■ **Requirement**: Rewrite every line of the entries below as a numbered list, skipping blank lines. Leave the pictures out.

■ **Raw records**:

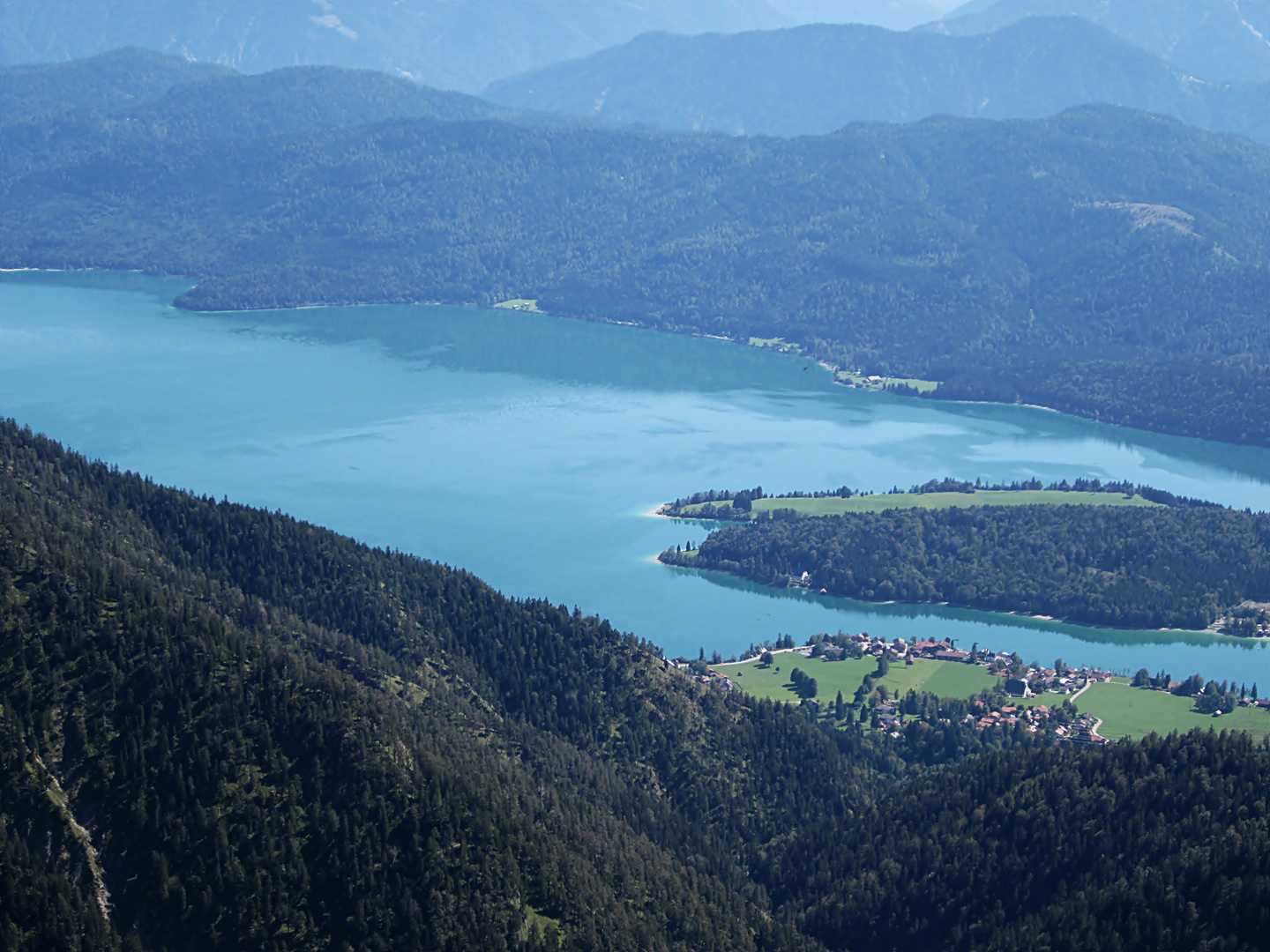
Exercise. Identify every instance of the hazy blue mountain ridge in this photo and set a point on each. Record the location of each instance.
(450, 43)
(113, 80)
(1104, 262)
(37, 131)
(819, 78)
(1217, 40)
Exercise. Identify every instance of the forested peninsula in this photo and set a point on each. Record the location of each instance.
(1102, 262)
(222, 727)
(1183, 565)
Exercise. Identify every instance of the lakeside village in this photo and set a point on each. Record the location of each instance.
(1013, 701)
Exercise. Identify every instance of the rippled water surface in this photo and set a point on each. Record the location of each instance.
(528, 450)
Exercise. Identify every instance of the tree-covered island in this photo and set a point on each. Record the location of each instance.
(1171, 562)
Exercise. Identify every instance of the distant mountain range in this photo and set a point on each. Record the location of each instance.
(1217, 40)
(819, 78)
(458, 45)
(1102, 262)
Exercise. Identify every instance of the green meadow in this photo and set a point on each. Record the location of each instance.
(943, 678)
(1124, 711)
(1132, 712)
(836, 505)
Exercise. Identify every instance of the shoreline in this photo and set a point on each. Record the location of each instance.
(1217, 635)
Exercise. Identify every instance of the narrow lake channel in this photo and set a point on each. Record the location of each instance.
(530, 449)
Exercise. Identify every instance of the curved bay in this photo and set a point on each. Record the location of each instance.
(527, 449)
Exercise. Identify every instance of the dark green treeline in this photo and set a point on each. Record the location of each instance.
(1137, 568)
(227, 729)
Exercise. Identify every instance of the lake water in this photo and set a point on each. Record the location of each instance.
(528, 450)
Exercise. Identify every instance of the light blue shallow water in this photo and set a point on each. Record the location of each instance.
(527, 450)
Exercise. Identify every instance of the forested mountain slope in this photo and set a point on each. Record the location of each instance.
(222, 727)
(1102, 262)
(276, 736)
(1217, 40)
(101, 83)
(1133, 568)
(817, 79)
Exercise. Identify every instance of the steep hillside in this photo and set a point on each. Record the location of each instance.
(224, 727)
(221, 729)
(1102, 262)
(818, 79)
(1215, 40)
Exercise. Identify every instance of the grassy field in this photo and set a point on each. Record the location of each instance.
(1125, 712)
(923, 386)
(776, 344)
(1132, 712)
(834, 505)
(943, 678)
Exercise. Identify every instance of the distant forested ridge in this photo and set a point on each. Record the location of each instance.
(1102, 262)
(221, 727)
(1177, 566)
(816, 79)
(1217, 40)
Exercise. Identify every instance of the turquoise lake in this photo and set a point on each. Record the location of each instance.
(528, 450)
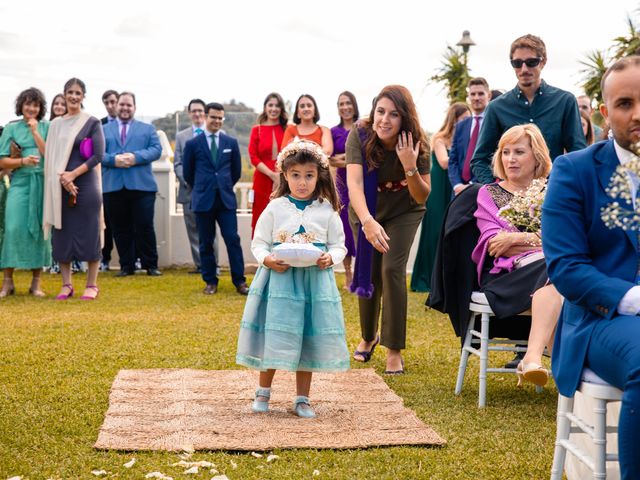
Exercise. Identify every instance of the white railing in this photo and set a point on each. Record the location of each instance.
(171, 236)
(241, 189)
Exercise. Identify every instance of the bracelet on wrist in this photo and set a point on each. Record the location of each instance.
(366, 220)
(536, 241)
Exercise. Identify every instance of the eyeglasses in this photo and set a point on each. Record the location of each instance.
(529, 62)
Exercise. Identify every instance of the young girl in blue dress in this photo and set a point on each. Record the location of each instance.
(293, 317)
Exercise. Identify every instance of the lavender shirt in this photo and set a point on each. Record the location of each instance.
(339, 135)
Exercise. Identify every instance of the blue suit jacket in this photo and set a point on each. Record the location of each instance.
(591, 265)
(142, 140)
(204, 178)
(458, 151)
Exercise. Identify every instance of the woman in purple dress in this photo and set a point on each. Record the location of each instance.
(348, 111)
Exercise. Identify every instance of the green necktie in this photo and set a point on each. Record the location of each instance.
(214, 151)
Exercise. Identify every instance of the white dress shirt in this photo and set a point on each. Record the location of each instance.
(630, 303)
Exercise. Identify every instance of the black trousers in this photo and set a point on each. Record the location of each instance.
(130, 213)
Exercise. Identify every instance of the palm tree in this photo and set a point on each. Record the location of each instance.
(598, 60)
(454, 74)
(596, 64)
(625, 46)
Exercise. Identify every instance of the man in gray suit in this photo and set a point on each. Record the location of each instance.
(196, 112)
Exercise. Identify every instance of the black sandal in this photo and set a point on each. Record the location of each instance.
(366, 356)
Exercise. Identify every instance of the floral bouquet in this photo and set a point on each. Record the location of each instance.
(624, 211)
(525, 209)
(297, 249)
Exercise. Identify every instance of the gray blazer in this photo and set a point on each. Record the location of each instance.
(184, 191)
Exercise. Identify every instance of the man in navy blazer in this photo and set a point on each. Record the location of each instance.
(460, 175)
(596, 268)
(129, 187)
(211, 166)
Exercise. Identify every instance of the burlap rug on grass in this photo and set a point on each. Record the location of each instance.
(177, 409)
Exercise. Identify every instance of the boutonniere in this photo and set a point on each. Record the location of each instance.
(624, 211)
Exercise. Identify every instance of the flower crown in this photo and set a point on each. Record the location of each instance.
(301, 145)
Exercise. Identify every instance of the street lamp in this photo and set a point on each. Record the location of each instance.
(465, 42)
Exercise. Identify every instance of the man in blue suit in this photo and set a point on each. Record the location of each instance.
(129, 187)
(211, 166)
(596, 268)
(466, 135)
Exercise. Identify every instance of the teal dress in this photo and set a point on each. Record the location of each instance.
(24, 245)
(439, 198)
(4, 188)
(293, 320)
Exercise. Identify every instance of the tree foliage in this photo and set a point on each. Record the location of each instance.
(598, 61)
(454, 73)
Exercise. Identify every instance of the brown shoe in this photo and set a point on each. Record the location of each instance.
(210, 289)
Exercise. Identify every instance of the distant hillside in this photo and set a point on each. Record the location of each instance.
(238, 120)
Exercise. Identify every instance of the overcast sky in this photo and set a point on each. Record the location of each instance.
(245, 49)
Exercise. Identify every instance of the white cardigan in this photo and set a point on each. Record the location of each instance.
(318, 219)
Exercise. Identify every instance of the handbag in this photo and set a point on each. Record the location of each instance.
(528, 258)
(86, 148)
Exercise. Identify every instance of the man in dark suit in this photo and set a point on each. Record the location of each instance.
(211, 167)
(110, 102)
(129, 187)
(466, 135)
(552, 110)
(595, 267)
(196, 112)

■ **Solution to this problem**:
1. Exercise. Identify every instance of the hazy blue mountain ridge in this photo and set a point on each. Record the location of each instance.
2. (450, 43)
3. (113, 80)
4. (1104, 262)
5. (37, 131)
6. (819, 78)
7. (1217, 40)
8. Exercise. Identify every instance of the forested peninsula in this photo and set a point on each. Record the location of each instance.
9. (1102, 262)
10. (222, 727)
11. (1183, 565)
12. Exercise. Identify every instance of the lakeside village in this photo and set a point on each. Record the location of each instance.
13. (1013, 701)
14. Exercise. Identify every instance of the rippled water surface in this photo and set a point on each. Record the location of each instance.
15. (528, 450)
16. Exercise. Identify every instance of the tree-covered island in this photo and set a point on each. Record the location of each instance.
17. (1171, 562)
18. Exercise. Identify every instance of the distant mountain range in this photo and set a point on each. Record the location of each instance.
19. (1217, 40)
20. (819, 78)
21. (458, 45)
22. (1102, 262)
23. Exercise. Identify every instance of the green meadow in this photo and set a point on each. Record the location of each instance.
24. (943, 678)
25. (1124, 711)
26. (1132, 712)
27. (836, 505)
28. Exercise. Identify every instance of the shoreline in this photo and set a point on each. Record the location of each instance.
29. (1217, 635)
30. Exercise. Identify every instance of the narrow lake channel in this photo and set a point on each. Record the location of each instance.
31. (530, 449)
32. Exercise. Identify every instance of the curved bay in this photo and set a point on each. Record the location of each instance.
33. (527, 449)
34. Exercise. Identify every instance of the dark green treeline in this photo and set a point on each. Record the location of each instance.
35. (1137, 568)
36. (227, 729)
37. Exercise. Identify every instance of the lake water in this photo and set a point on each. Record the location of each instance.
38. (528, 450)
39. Exercise. Identify every instance of the light blue shallow water in this photo and set a point on each. Record the location of each instance.
40. (527, 450)
41. Exercise. Identify every instance of the forested mountain slope in this photo and set a point on each. Record the location of each instance.
42. (222, 727)
43. (1102, 262)
44. (276, 736)
45. (1217, 40)
46. (101, 83)
47. (1133, 568)
48. (817, 79)
49. Exercise. Identify every instance of the steep hillside in this photo and set a point on each. Record the location of each instance.
50. (224, 727)
51. (221, 729)
52. (1102, 262)
53. (818, 79)
54. (1215, 40)
55. Exercise. Identify every instance of the grassy field in this photo and set a point on each. Record the location of each instance.
56. (1125, 712)
57. (923, 386)
58. (776, 344)
59. (1132, 712)
60. (834, 505)
61. (943, 678)
62. Exercise. Identify every instance of the distant forested ridge in this photo and set a point on each. Record the location of each instance.
63. (1102, 262)
64. (221, 727)
65. (1177, 566)
66. (816, 79)
67. (1217, 40)
68. Exercise. Identify every instance of the turquoise lake in this photo and set a point on each. Record the location of each instance.
69. (528, 450)
70. Exercise. Identify every instance of the white railing in this photo and set a point on each. Record the location of each instance.
71. (171, 236)
72. (241, 189)
73. Exercise. Identify every instance of the bracelet on wrist in this photo and set a point on each. Record the location of each instance.
74. (366, 220)
75. (536, 241)
76. Exercise. Identify every instance of the eyeglasses in this photo and set a point on each. Record the location of each instance.
77. (529, 62)
78. Exercise. Identify every instance of the young girl in blue dress in this photo and set a point on each. Record the location of each instance.
79. (293, 317)
80. Exercise. Identify every instance of the lavender shirt in this photo and set a point on each. Record the location of each instance.
81. (339, 135)
82. Exercise. Identify every instance of the blue suit jacket in this photo and set a point on each. Record the location of each instance.
83. (591, 265)
84. (142, 140)
85. (204, 178)
86. (458, 151)
87. Exercise. Identify every instance of the woman in purple dress in this photo and set a point on each. Record the location of each instance.
88. (348, 111)
89. Exercise. Identify every instance of the green necktie in this photo and set a point on each. Record the location of each instance.
90. (214, 151)
91. Exercise. Identify every instance of the white dress shirt in this photo and set a point on each. Record the location of each instance.
92. (630, 303)
93. Exercise. Identify every instance of the black trousers in this photo and set a point on each. Record the location of each instance.
94. (130, 213)
95. Exercise. Identify every instance of the palm tree in this photo and set a point on each. Record the location of each instance.
96. (598, 60)
97. (454, 74)
98. (596, 64)
99. (625, 46)
100. Exercise. Identify every instance of the man in gray suit in this photo and set a point on each. Record the location of each instance.
101. (196, 112)
102. Exercise. Identify every instance of the black sandal in this photo and set a point on each. Record the location of each instance.
103. (366, 356)
104. Exercise. Identify every instance of the floral bouquet in this photo and set a point on each. Record the location of each instance.
105. (624, 211)
106. (525, 209)
107. (297, 249)
108. Exercise. Identify every instance of the gray blazer in this photo and set a point on each. Record the location of each instance.
109. (184, 191)
110. Exercise. Identify every instance of the man in navy blazer in this photo and set a point on each. Record the location of each instance.
111. (460, 175)
112. (596, 268)
113. (129, 187)
114. (211, 166)
115. Exercise. Identify every instance of the burlap rug on grass in this photo and set a point on each. Record the location of each instance.
116. (177, 409)
117. Exercise. Identify every instance of the boutonniere in this photo and set a point on each. Record the location of each instance.
118. (624, 211)
119. Exercise. Identify every instance of the flower crown in this photo and set a point on each. Record the location of each instance.
120. (301, 145)
121. Exercise. Identify every instance of the street lamp in this photo and set a point on each. Record the location of each instance.
122. (465, 42)
123. Exercise. Identify every instance of the man in blue suit in this photo and set a point on each. Record the location of each instance.
124. (129, 187)
125. (211, 166)
126. (596, 268)
127. (466, 135)
128. Exercise. Identify every instance of the teal dress in this photo and set a point on each. Record the location of each instance.
129. (24, 245)
130. (439, 198)
131. (4, 188)
132. (293, 320)
133. Exercise. Identify every instance of the tree foliage in this photo and set a point on each. Record the location of each instance.
134. (598, 61)
135. (454, 73)
136. Exercise. Identify every instance of the brown shoe in this photo and set a point on each. Record the location of each instance.
137. (210, 289)
138. Exercise. Identify every instance of the distant hillside in this photo and set a point on each. Record the location of each instance.
139. (238, 120)
140. Exercise. Identify every instance of the overcast sky in this photo and set a point on each. Record the location of each instance.
141. (245, 49)
142. Exercise. Identify every instance of the white cardigan in this photo and set a point on each. Record the location of each instance.
143. (318, 219)
144. Exercise. Identify every instance of the handbag in this photo and set a point on each. Record the location of each instance.
145. (528, 258)
146. (86, 148)
147. Exercise. Identify every instance of the man in dark suit in this photo and set a point on each. Record the location of each instance.
148. (211, 167)
149. (110, 102)
150. (129, 187)
151. (466, 135)
152. (552, 110)
153. (595, 267)
154. (196, 112)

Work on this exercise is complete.